Reproduce every entry exactly.

====== RECORDS TO USE

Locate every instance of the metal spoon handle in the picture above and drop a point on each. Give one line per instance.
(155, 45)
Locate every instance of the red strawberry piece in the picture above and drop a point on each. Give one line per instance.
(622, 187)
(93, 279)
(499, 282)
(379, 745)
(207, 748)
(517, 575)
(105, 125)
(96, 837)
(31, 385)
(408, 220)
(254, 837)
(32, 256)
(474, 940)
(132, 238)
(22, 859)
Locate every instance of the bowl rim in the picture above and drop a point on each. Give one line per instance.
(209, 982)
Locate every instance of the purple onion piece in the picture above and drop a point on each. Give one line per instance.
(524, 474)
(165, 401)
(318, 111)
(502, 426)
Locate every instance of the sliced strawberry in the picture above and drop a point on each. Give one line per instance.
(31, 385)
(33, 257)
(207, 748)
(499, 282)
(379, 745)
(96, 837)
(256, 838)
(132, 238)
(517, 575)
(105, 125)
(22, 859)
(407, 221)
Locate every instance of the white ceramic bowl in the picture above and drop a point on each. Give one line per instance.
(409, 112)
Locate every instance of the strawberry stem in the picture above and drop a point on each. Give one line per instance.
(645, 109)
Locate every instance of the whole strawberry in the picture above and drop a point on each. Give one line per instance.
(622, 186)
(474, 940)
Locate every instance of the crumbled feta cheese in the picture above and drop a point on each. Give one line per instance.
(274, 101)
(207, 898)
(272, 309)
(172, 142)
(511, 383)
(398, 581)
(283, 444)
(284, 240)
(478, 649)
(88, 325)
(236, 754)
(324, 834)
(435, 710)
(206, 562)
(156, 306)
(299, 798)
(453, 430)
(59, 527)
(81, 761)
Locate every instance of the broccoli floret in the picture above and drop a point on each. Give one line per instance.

============

CORRECT RESPONSE -
Locate every instance of the metal spoon handle in the picture above and drop a point on each. Give one line per instance.
(155, 45)
Locate every instance of the red strawberry piece in the picture above and drop a point on each. Give one line per instance.
(622, 187)
(93, 279)
(499, 282)
(379, 745)
(207, 748)
(517, 575)
(105, 125)
(96, 837)
(31, 385)
(408, 220)
(254, 837)
(32, 256)
(474, 940)
(132, 238)
(22, 859)
Locate every instance of the bowl rim in the picture above and drop a point on each. Give one line per instance.
(209, 982)
Locate every instance of the purple onion piece in the picture above and drop a point on each. Give one line per instance.
(524, 474)
(165, 401)
(318, 111)
(502, 426)
Locate every instance of the sliced strawberry in the picture above and drop a point on each. Give one line per instance.
(31, 385)
(33, 257)
(207, 748)
(499, 282)
(379, 745)
(96, 837)
(256, 838)
(132, 238)
(517, 575)
(105, 125)
(22, 859)
(407, 221)
Locate every instance of the white ceramic bowl in the picture above and drop a point on each. Give one line per instance.
(409, 112)
Locate every instance of the strawberry stem in the picture above and drop a point on each. Give one line per instance.
(645, 109)
Locate every instance of the whole strawberry in the picture above and drop a point on each. Give one line per instance.
(622, 186)
(474, 940)
Locate every instance of the crumbled feta cheese in the picture above and drop a point on each. Give one line per instance.
(274, 101)
(207, 898)
(272, 309)
(172, 142)
(511, 383)
(398, 581)
(283, 444)
(284, 240)
(478, 649)
(88, 325)
(236, 754)
(324, 834)
(435, 710)
(206, 562)
(156, 306)
(299, 798)
(453, 430)
(59, 527)
(81, 761)
Locate every instance of the broccoli floret in the picture above and drop a point on each. Give one line per instance.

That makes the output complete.